TEXT FOR ANALYSIS:
Title: SOURCES OF VARIATION IN MICRONAIRE, A COMMERCIALLY IMPORTANT COTTON FIBER PROPERTY

Author
item Bradow, Judith
item JOHNSON, RICHARD - TEXAS TECH UNIVERSITY
item Bauer, Philip
item Sassenrath, Gretchen

Submitted to: Agronomy Abstracts
Publication Type: Abstract Only
Publication Acceptance Date: 8/20/2000
Publication Date: 10/20/2000
Citation: BRADOW, J.M., JOHNSON, R.M., BAUER, P.J., SASSENRATH COLE, G.F. SOURCES OF VARIATION IN MICRONAIRE, A COMMERCIALLY IMPORTANT COTTON FIBER PROPERTY. AGRONOMY ABSTRACTS. 2000.

Interpretive Summary:

Technical Abstract: Although genotype is the main determining factor of some cotton fiber properties, variations in growth environment are significant determinants of micronaire. When four Upland cotton genotypes were grown in a South Carolina planting-date study, offsets in heat unit accumulation associated with staggered planting dates modulated micronaire and interacted with genotype to determine fiber circularity a major component of micronaire. Temperature also altered the rate of fiber wall deposition and micronaire increase. Post-harvest plant maps indicate that micronaire varies across fruiting sites, and site-specific fiber-quality maps of spatial variability in soil properties indicate that higher levels of soil phosphorus and percent organic matter were associated with increased fiber maturity and higher micronaire. Field sites highest in pH and calcium content produced more immature fiber with micronaire falling in the price-penalty range below 3.5, an effect that intensified with decreasing rainfall. Weather and edaphic spatial variability alter the ranges and means of micronaire and other fiber properties so that strategies for improving cotton intrinsic fiber quality clearly must incorporate the effects of growth environment on genetic traits being introduced.

WHAT THE TASK REQUIRES:
Condense the paragraph beginning "Technical Abstract: Although genotype" from the cotton micronaire abstract above into a bulleted list that keeps its main facts.

MATERIAL SUPPLIED:
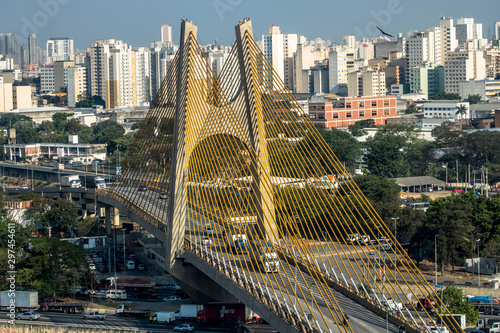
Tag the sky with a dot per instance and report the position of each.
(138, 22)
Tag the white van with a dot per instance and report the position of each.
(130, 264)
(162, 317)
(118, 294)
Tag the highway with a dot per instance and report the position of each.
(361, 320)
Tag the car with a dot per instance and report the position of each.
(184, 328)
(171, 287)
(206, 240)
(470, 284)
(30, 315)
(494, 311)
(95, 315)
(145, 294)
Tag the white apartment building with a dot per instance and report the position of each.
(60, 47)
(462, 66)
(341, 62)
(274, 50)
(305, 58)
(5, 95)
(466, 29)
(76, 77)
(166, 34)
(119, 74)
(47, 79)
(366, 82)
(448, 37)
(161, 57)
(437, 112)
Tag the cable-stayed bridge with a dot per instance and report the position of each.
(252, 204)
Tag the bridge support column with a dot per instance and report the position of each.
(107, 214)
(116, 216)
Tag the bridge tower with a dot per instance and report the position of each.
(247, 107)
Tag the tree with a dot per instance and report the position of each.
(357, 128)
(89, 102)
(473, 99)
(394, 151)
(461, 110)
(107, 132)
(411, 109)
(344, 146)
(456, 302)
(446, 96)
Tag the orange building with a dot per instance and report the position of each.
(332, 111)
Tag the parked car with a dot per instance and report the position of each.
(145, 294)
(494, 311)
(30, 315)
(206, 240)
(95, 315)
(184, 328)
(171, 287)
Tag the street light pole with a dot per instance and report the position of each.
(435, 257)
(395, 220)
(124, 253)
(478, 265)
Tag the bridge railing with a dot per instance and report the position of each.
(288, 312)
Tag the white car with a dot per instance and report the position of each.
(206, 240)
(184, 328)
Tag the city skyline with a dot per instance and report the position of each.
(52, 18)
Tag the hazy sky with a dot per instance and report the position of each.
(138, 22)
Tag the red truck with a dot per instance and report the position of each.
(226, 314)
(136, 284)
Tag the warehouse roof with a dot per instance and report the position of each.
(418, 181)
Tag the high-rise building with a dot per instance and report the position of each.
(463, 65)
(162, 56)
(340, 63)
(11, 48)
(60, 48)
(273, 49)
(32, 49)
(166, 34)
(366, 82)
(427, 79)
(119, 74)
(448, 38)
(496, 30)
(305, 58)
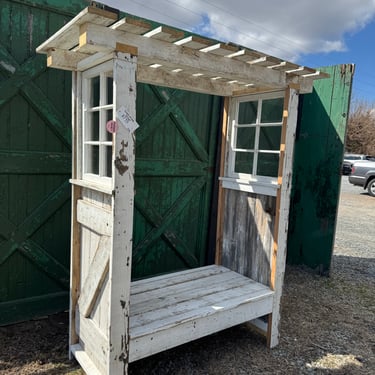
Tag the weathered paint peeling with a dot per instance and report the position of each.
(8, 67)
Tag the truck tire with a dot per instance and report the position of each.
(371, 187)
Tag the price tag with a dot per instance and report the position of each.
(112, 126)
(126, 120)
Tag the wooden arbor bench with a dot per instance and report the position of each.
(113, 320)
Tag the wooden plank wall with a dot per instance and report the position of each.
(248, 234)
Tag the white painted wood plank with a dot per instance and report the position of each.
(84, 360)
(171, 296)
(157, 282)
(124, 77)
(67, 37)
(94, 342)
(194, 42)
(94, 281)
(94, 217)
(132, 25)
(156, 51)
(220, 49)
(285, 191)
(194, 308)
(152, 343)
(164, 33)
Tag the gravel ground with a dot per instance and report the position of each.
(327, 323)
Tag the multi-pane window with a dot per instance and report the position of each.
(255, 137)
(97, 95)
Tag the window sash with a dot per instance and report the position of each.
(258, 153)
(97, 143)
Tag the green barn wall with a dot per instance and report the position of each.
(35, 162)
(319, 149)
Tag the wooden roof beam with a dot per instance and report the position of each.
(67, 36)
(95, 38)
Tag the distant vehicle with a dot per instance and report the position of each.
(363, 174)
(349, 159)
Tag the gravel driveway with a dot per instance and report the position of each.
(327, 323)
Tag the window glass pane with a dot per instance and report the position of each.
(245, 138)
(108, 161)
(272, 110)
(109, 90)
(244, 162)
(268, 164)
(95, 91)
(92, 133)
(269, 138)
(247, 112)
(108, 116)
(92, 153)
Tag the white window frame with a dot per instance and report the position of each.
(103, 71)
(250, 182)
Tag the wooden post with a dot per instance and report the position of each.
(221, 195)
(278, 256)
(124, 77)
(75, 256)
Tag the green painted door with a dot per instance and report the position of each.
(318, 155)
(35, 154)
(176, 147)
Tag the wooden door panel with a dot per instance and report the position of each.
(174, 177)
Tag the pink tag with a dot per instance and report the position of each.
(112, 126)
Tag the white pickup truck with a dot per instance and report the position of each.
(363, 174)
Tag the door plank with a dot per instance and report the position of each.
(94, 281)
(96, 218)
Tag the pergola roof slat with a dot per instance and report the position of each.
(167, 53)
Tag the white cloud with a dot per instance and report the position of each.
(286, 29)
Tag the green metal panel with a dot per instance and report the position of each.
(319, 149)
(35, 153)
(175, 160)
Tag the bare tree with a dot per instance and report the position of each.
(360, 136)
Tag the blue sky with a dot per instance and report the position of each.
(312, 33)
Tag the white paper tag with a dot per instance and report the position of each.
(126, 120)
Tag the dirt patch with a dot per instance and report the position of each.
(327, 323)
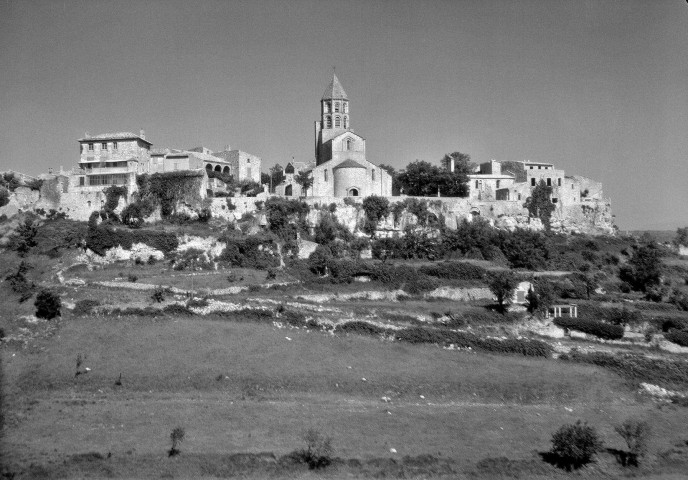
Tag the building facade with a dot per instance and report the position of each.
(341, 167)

--

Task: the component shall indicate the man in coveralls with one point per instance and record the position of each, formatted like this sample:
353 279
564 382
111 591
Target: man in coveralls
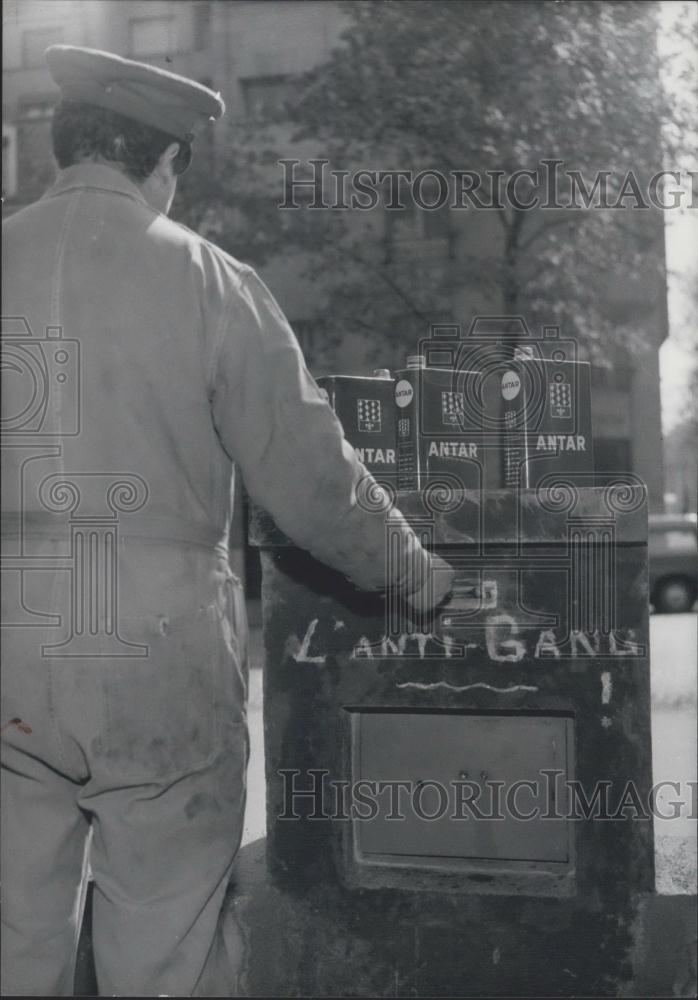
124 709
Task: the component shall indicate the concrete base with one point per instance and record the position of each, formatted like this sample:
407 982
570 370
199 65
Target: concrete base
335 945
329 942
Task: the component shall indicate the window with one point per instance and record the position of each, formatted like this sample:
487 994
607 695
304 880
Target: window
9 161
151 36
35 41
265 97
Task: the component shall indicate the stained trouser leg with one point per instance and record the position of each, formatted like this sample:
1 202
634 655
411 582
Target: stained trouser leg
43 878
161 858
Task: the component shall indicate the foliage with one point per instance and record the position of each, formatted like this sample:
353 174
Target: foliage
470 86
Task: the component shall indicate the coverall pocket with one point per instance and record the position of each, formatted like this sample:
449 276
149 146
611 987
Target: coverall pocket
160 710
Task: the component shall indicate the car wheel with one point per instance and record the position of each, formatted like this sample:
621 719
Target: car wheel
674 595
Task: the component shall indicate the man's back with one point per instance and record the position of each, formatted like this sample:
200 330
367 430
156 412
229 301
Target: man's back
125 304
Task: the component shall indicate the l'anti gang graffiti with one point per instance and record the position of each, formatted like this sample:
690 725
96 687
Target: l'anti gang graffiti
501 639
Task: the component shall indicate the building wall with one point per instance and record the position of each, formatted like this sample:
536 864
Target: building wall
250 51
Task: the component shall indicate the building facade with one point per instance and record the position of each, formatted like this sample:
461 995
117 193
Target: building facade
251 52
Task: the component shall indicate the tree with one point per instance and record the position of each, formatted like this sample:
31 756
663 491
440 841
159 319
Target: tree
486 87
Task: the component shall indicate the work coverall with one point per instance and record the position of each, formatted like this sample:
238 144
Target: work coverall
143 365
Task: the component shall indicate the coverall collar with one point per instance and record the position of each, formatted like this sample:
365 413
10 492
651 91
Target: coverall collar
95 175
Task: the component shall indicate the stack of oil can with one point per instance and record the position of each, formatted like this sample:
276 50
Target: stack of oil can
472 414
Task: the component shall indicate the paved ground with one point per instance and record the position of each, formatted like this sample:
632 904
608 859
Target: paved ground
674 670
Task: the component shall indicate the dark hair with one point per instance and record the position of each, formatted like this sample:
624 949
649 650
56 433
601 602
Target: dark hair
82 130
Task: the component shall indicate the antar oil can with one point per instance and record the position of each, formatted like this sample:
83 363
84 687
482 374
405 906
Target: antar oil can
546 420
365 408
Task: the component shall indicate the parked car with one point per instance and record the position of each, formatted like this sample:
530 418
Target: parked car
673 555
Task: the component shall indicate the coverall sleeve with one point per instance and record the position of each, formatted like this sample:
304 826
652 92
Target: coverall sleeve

---

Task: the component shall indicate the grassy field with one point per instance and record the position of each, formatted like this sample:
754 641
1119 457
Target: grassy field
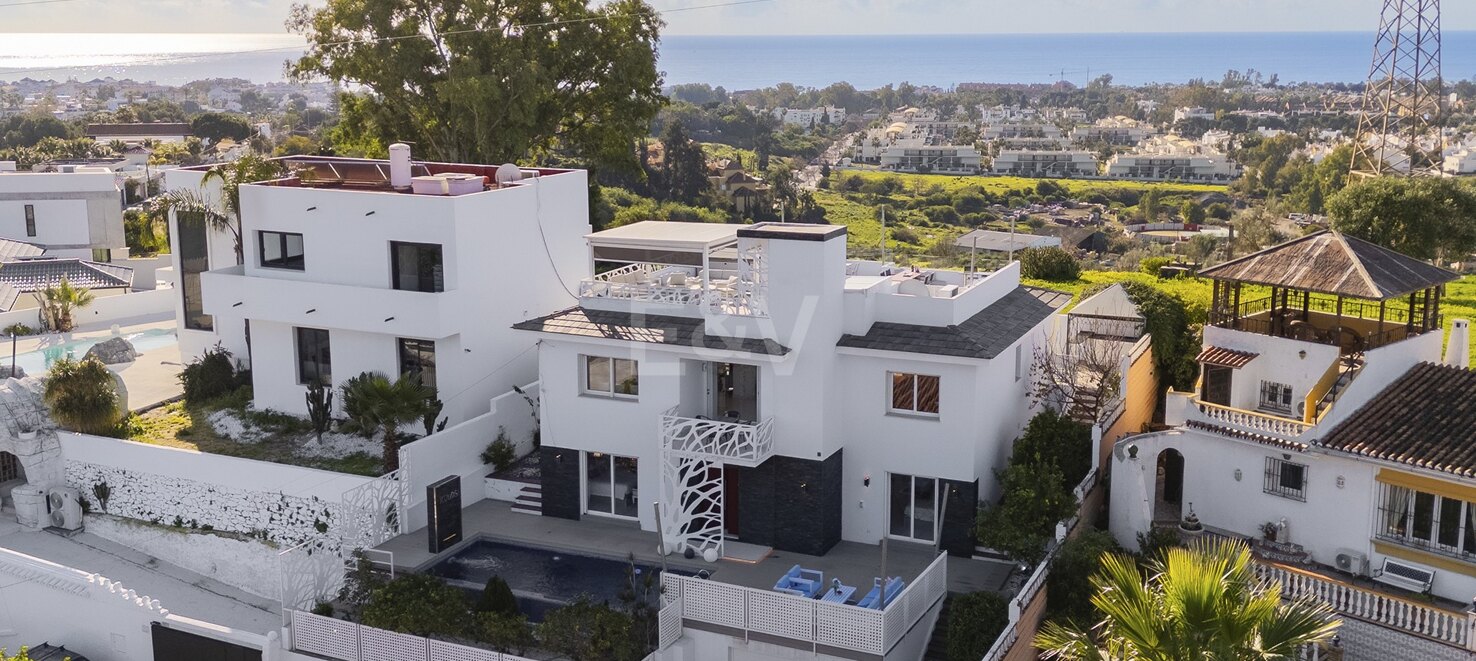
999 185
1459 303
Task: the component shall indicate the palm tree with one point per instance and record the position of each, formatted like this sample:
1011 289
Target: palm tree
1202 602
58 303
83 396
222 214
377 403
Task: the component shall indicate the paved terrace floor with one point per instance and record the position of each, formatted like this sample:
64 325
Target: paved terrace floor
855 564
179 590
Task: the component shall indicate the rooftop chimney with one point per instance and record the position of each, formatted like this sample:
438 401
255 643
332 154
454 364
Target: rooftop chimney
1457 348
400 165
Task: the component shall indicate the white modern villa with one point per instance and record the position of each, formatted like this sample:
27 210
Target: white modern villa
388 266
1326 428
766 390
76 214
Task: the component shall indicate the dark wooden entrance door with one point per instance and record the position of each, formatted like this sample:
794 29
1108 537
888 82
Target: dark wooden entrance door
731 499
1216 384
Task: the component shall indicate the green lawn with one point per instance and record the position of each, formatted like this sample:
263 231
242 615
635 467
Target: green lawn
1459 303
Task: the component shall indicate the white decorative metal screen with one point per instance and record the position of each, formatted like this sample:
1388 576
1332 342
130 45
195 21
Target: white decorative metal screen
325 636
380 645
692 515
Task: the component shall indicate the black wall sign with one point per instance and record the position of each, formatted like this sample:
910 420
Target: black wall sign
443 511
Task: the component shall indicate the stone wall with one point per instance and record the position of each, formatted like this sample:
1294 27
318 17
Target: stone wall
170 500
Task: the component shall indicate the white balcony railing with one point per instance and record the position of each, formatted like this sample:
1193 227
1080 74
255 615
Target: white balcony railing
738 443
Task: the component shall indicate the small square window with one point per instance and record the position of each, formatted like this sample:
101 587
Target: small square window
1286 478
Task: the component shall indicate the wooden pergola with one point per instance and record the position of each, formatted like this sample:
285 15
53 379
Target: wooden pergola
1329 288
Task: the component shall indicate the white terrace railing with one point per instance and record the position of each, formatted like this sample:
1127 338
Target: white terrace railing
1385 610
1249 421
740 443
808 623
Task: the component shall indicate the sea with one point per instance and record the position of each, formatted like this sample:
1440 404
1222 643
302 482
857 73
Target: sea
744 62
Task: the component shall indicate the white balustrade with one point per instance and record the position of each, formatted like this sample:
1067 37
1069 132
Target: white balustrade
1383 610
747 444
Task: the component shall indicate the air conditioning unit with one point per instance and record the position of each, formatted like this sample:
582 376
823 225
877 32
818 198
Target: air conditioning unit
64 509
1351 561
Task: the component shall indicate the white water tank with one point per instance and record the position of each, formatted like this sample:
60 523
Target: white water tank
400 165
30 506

SOLVED PROBLEM:
- Genotype mainly determines some cotton fiber properties, but growth environment significantly determines micronaire.
- In a South Carolina planting-date study of four Upland cotton genotypes, differences in heat unit accumulation from staggered planting dates modulated micronaire. They also interacted with genotype to determine fiber circularity, a major component of micronaire.
- Temperature altered the rate of fiber wall deposition and micronaire increase.
- Post-harvest plant maps show that micronaire varies across fruiting sites.
- Higher soil phosphorus and percent organic matter were associated with greater fiber maturity and higher micronaire.
- Field sites highest in pH and calcium produced more immature fiber, with micronaire below 3.5, in the price-penalty range. This effect grew stronger as rainfall decreased.
- Weather and soil variability change the ranges and means of micronaire and other fiber properties. Strategies for improving intrinsic fiber quality must therefore account for how growth environment affects the genetic traits being introduced.